• _Problem to work on_: Find each line below that contains the word "blurred", and copy those lines in full.

+--

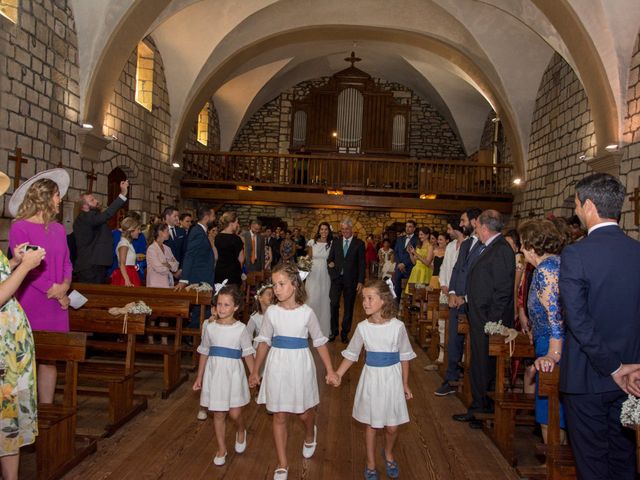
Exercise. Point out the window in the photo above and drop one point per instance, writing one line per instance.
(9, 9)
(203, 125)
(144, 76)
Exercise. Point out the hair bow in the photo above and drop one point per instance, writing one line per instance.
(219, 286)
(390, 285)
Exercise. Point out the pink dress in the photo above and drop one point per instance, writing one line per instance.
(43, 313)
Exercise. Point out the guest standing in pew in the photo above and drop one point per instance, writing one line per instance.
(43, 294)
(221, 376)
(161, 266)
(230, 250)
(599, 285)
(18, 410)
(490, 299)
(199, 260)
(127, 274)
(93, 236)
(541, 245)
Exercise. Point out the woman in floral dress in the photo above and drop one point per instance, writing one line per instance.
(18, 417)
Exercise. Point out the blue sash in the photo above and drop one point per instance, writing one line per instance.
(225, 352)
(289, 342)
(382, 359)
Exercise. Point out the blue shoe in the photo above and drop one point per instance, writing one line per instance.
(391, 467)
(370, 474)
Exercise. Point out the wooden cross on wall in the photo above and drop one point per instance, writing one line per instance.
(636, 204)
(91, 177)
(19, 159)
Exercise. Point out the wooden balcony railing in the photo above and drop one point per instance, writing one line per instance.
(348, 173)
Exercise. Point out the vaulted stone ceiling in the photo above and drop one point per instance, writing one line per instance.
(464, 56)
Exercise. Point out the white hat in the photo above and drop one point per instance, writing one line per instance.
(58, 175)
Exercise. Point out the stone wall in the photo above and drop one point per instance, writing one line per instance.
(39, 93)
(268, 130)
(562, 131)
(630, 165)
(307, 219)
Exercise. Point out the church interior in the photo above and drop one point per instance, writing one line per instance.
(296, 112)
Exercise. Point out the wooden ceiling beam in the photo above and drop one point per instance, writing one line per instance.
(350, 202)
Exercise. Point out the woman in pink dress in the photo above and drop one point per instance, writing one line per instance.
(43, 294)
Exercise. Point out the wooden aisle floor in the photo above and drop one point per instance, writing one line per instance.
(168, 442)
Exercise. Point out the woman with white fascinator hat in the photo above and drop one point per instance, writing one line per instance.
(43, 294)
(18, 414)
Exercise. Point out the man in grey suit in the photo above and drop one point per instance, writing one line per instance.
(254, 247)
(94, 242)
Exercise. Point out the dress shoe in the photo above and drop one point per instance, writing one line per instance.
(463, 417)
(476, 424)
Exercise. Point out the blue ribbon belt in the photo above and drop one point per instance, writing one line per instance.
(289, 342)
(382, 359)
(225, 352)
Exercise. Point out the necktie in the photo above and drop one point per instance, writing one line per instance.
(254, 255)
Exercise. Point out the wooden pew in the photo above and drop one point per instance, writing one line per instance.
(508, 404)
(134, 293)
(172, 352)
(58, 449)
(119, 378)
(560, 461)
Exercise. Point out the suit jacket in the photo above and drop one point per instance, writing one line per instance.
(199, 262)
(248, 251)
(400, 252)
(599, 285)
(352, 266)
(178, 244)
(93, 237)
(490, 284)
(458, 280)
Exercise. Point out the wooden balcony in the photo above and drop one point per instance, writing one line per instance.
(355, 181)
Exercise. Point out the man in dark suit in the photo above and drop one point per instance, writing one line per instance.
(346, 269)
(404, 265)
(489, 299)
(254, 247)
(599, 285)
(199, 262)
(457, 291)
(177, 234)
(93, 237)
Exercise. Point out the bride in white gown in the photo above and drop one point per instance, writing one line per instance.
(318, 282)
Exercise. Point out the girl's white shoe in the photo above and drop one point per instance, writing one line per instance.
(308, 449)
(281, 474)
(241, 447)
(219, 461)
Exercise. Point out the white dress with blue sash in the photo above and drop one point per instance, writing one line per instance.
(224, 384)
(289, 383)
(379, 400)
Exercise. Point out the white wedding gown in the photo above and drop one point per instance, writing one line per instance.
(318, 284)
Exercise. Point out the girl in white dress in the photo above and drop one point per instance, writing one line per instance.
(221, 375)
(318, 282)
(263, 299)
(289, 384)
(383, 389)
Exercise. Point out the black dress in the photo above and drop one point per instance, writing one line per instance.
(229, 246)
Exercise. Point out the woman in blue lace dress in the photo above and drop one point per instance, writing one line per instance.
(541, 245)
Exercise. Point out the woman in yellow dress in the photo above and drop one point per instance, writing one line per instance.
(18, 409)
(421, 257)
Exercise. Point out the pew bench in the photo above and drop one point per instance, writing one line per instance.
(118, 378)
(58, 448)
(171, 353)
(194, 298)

+--

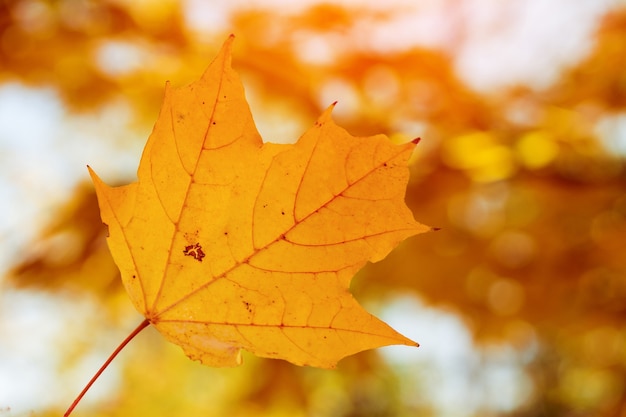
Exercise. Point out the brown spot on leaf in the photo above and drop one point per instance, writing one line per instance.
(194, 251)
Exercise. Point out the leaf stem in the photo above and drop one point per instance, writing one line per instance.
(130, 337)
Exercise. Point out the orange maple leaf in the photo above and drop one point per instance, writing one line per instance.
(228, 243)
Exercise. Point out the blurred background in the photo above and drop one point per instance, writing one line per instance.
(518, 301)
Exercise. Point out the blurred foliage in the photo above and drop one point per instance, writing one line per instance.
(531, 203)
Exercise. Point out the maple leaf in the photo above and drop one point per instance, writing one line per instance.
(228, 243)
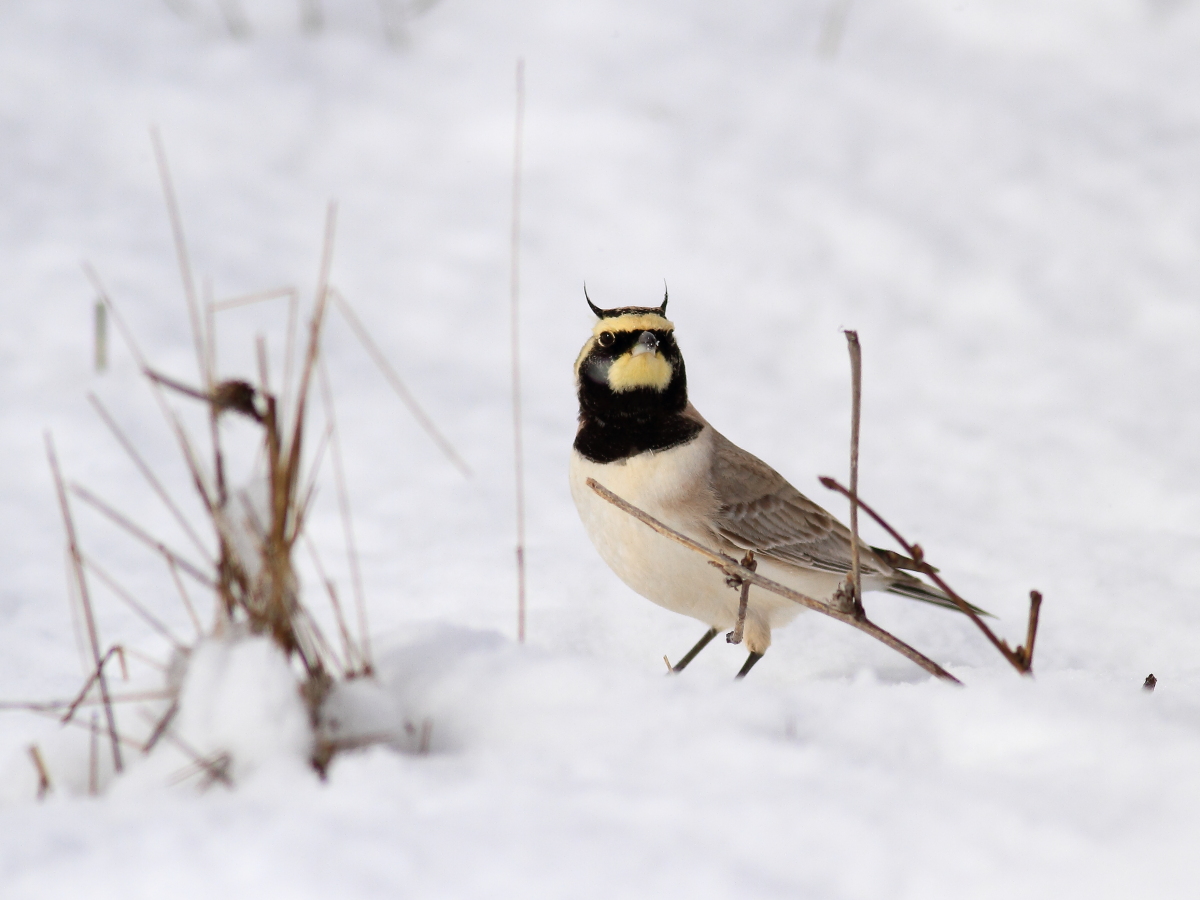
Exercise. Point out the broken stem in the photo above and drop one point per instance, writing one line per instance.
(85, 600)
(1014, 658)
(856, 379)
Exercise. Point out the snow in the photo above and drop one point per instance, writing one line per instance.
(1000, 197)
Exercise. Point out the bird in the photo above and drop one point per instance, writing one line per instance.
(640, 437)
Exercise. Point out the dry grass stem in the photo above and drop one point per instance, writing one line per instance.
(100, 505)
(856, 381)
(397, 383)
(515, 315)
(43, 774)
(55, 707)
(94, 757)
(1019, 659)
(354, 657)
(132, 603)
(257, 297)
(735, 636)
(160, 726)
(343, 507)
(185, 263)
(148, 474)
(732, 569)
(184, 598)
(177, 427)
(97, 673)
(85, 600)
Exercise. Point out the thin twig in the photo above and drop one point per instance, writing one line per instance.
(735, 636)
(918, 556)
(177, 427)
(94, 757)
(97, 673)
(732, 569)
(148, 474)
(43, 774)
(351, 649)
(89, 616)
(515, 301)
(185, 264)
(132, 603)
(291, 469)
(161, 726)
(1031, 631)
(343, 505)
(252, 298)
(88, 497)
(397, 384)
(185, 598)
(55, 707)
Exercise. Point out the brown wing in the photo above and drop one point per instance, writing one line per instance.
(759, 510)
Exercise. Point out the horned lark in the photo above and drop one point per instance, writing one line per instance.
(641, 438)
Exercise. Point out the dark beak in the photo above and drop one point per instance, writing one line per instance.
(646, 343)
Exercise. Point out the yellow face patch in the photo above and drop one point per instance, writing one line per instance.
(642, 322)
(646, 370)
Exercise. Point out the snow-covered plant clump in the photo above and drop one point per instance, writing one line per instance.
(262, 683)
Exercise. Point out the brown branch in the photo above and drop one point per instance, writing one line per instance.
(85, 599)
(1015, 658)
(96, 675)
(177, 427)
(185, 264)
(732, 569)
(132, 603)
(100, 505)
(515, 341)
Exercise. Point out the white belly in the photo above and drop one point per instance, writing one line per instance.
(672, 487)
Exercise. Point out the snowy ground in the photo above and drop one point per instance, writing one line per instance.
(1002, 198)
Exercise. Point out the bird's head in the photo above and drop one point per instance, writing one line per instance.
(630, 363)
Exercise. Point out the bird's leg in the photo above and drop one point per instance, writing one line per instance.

+--

• _The answer_:
Exercise. Point out the blurred background in the photo above and drop one point per instance, writing one line per instance.
Exercise. Point out the blurred foliage in the photo above and drop one point per instance, writing one line per instance.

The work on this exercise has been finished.